* What is required *
Rewrite the rows below, changing every "One pin per instance" to "One marker for each instance" and leaving everything else untouched.

* Entries shown *
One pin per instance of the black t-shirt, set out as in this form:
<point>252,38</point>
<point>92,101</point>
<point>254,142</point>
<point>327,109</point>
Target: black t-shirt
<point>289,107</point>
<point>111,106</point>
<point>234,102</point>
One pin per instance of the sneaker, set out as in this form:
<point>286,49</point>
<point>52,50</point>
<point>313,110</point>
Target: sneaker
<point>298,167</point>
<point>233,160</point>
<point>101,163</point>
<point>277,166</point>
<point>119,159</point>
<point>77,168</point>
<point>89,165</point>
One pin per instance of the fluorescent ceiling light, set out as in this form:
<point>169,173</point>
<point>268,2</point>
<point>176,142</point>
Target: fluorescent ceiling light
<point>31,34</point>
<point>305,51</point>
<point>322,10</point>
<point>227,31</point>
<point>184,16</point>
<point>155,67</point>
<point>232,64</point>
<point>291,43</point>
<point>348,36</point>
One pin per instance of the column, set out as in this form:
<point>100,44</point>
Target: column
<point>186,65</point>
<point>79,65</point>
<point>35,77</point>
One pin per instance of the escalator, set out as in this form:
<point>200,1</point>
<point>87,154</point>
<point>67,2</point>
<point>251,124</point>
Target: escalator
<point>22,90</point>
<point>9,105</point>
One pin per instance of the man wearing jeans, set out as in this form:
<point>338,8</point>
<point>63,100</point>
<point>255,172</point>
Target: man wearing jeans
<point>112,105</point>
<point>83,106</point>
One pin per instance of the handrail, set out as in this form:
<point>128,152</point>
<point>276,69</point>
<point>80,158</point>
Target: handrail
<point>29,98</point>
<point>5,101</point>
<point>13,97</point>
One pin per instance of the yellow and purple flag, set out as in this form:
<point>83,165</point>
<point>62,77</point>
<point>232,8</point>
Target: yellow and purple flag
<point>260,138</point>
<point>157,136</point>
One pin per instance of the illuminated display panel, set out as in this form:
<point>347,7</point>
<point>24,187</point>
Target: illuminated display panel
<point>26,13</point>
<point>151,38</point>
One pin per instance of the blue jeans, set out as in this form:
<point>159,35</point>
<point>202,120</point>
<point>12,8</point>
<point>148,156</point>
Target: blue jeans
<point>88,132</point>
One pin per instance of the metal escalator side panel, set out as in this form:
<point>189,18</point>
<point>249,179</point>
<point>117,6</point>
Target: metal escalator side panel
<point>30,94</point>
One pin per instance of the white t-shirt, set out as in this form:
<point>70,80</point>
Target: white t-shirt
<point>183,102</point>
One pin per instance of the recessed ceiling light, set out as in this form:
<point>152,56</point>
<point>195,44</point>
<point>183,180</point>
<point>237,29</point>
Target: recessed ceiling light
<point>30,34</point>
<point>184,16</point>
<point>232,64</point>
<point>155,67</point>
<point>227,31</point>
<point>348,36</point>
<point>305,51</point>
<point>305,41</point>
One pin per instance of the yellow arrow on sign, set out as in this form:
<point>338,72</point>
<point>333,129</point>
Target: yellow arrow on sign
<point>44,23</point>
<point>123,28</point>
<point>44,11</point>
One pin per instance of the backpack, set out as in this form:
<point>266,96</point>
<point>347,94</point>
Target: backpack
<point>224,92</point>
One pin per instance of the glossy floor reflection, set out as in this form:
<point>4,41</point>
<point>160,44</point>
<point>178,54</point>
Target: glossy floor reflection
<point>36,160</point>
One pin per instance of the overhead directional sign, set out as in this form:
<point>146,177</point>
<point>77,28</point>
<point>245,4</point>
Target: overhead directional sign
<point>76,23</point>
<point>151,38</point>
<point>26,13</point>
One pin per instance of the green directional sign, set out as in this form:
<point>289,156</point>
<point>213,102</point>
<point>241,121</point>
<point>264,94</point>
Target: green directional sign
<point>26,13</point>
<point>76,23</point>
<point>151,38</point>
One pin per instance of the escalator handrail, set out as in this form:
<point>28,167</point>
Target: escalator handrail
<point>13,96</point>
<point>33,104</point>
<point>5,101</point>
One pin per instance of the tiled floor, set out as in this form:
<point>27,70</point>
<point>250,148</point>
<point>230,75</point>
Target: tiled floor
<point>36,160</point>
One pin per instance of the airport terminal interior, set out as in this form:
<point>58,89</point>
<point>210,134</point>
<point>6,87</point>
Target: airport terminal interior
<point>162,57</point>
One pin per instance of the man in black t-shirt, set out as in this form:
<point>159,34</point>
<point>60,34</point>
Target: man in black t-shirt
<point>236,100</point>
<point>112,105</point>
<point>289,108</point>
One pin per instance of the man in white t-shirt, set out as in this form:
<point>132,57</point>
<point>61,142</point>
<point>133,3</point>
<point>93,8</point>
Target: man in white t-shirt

* Answer to the task *
One marker for each instance of the black t-shirt, set out as in this form:
<point>252,38</point>
<point>92,101</point>
<point>254,142</point>
<point>327,109</point>
Target: black t-shirt
<point>289,107</point>
<point>111,106</point>
<point>234,102</point>
One marker for each instance of the sneaker, set out as in this form:
<point>286,49</point>
<point>52,50</point>
<point>313,110</point>
Target: sneaker
<point>298,167</point>
<point>233,160</point>
<point>101,163</point>
<point>277,166</point>
<point>119,159</point>
<point>77,168</point>
<point>89,165</point>
One marker for each instance of the fluorescent ceiling light, set out as in this form:
<point>169,173</point>
<point>268,2</point>
<point>176,142</point>
Target: fluorescent ceiling light
<point>31,34</point>
<point>305,51</point>
<point>322,10</point>
<point>227,31</point>
<point>184,16</point>
<point>155,67</point>
<point>232,64</point>
<point>291,43</point>
<point>348,36</point>
One marker for each instance of the column, set out as in this form:
<point>100,44</point>
Target: column
<point>186,65</point>
<point>79,65</point>
<point>35,77</point>
One marker for each instance of the escalator, set out as in this form:
<point>200,1</point>
<point>87,154</point>
<point>67,2</point>
<point>251,124</point>
Target: escalator
<point>22,90</point>
<point>9,105</point>
One marker for each instance of the man wearing jeans, set out as in this form:
<point>338,8</point>
<point>63,100</point>
<point>255,172</point>
Target: man wearing jeans
<point>112,105</point>
<point>83,106</point>
One marker for each instance of the handrail, set out as in this form:
<point>128,152</point>
<point>276,69</point>
<point>80,158</point>
Target: handrail
<point>29,98</point>
<point>5,101</point>
<point>13,97</point>
One marker for each instance of the yellow and purple flag, set out as in this form:
<point>83,165</point>
<point>62,77</point>
<point>232,8</point>
Target: yellow and purple flag
<point>260,138</point>
<point>157,136</point>
One marker for each instance of the illuminated display panel, set out as in this form:
<point>347,7</point>
<point>24,187</point>
Target: illuminated display panel
<point>26,13</point>
<point>151,38</point>
One marker for each instance of the blue jeans, set out as in this form:
<point>159,35</point>
<point>202,120</point>
<point>12,8</point>
<point>148,156</point>
Target: blue jeans
<point>88,132</point>
One marker for each instance of the metal escalator side panel, set out as in this form:
<point>189,18</point>
<point>249,179</point>
<point>117,6</point>
Target: metal escalator side panel
<point>30,94</point>
One marker for each instance of the white t-shirt, set out as in this form:
<point>70,80</point>
Target: white t-shirt
<point>183,102</point>
One marker for each instance of the recessed ceiling light, set out as in this form:
<point>152,56</point>
<point>195,44</point>
<point>183,180</point>
<point>237,29</point>
Target: recessed ceiling light
<point>30,34</point>
<point>184,16</point>
<point>232,64</point>
<point>155,67</point>
<point>227,31</point>
<point>348,36</point>
<point>305,51</point>
<point>305,41</point>
One marker for each instance of the yellow arrow on sign, set out as in this form:
<point>338,72</point>
<point>333,129</point>
Target: yellow arrow on sign
<point>44,23</point>
<point>123,28</point>
<point>44,11</point>
One marker for each instance of the backpack, set out as in this form:
<point>266,96</point>
<point>347,94</point>
Target: backpack
<point>224,92</point>
One marker for each instance of the glossy floor reflection, set out as in this form:
<point>4,41</point>
<point>160,44</point>
<point>178,54</point>
Target: glossy floor reflection
<point>36,160</point>
One marker for each instance of the overhead directional sign, set out as in this form:
<point>146,177</point>
<point>77,28</point>
<point>245,4</point>
Target: overhead directional sign
<point>76,23</point>
<point>151,38</point>
<point>26,13</point>
One marker for each instance of the green directional sign, set out as in this form:
<point>289,156</point>
<point>213,102</point>
<point>241,121</point>
<point>264,94</point>
Target: green directional sign
<point>26,13</point>
<point>76,23</point>
<point>151,38</point>
One marker for each instance of the escalator handrail, set out as in this form:
<point>28,167</point>
Target: escalator handrail
<point>13,96</point>
<point>33,104</point>
<point>5,101</point>
One marker for each instance of the tiled floor, set out as in this form:
<point>27,70</point>
<point>250,148</point>
<point>230,75</point>
Target: tiled floor
<point>36,160</point>
One marker for each instance of the airport terminal interior, set out as in this form:
<point>58,89</point>
<point>210,134</point>
<point>6,87</point>
Target: airport terminal interior
<point>162,57</point>
One marker for each instance of the man in black t-shirt, set out as in this form:
<point>159,34</point>
<point>60,34</point>
Target: man in black t-shirt
<point>236,100</point>
<point>112,105</point>
<point>289,108</point>
One marker for each instance of the man in white t-shirt, set out as in this form:
<point>132,57</point>
<point>61,142</point>
<point>133,3</point>
<point>93,8</point>
Target: man in white t-shirt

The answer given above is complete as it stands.